■ The task ■
Please copy every line from the records below that contains the string "each".
──────────
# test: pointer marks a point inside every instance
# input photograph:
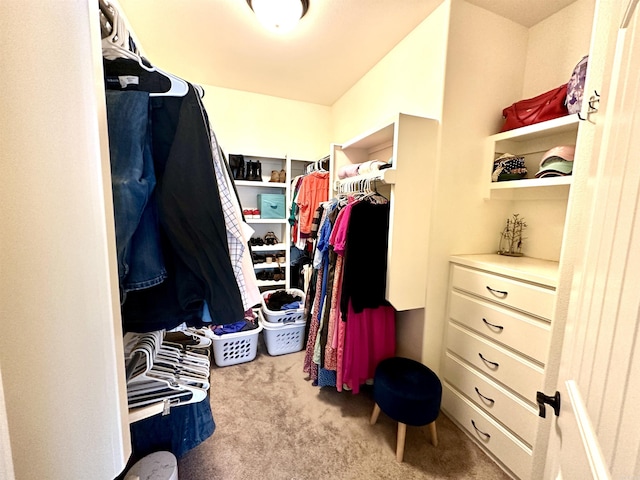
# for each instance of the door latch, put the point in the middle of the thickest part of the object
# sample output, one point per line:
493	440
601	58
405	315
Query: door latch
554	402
──────────
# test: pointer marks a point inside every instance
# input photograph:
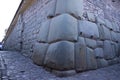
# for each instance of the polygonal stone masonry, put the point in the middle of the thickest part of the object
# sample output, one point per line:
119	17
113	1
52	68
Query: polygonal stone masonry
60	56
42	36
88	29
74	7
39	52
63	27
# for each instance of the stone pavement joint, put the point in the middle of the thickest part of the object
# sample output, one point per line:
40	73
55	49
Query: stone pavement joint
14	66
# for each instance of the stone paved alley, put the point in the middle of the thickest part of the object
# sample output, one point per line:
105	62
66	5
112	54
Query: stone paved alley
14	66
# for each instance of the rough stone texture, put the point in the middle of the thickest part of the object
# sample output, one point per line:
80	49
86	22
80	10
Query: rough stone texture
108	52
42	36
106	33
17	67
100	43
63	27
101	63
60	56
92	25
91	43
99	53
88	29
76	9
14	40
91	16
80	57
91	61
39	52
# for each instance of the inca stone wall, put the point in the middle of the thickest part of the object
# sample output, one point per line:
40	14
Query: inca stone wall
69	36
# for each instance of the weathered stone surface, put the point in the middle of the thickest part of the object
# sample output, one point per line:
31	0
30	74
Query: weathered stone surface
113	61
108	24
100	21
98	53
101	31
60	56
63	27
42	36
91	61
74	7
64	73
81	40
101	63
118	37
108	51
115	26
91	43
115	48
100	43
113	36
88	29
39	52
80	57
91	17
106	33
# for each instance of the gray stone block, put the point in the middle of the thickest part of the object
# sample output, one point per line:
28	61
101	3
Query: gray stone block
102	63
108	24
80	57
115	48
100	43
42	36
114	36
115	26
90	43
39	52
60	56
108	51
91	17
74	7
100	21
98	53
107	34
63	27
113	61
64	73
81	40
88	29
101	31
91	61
──────────
■ Result for this task ■
# for each instance of the door latch, put the point in the middle of the thickest part of the object
# for each instance of the polygonal stone masonry, put the point in the middle of the thickest part of the object
# for each instance of the stone pavement joint, put the point in the middle of the thickest part of the object
# for each instance of the stone paved alley, put the point in the middle of the thickest part of the object
# for each instance of the rough stone texture, put the point in the middle of the thickest part of the object
# for each instance of the inca stone wall, put the point in the middle of the thickest part of the object
# for each instance of the weathered stone surface, put the point in the middle of the thickest part of the object
# for each instance of the gray stone block, put the point in the middle of the thickest part of the object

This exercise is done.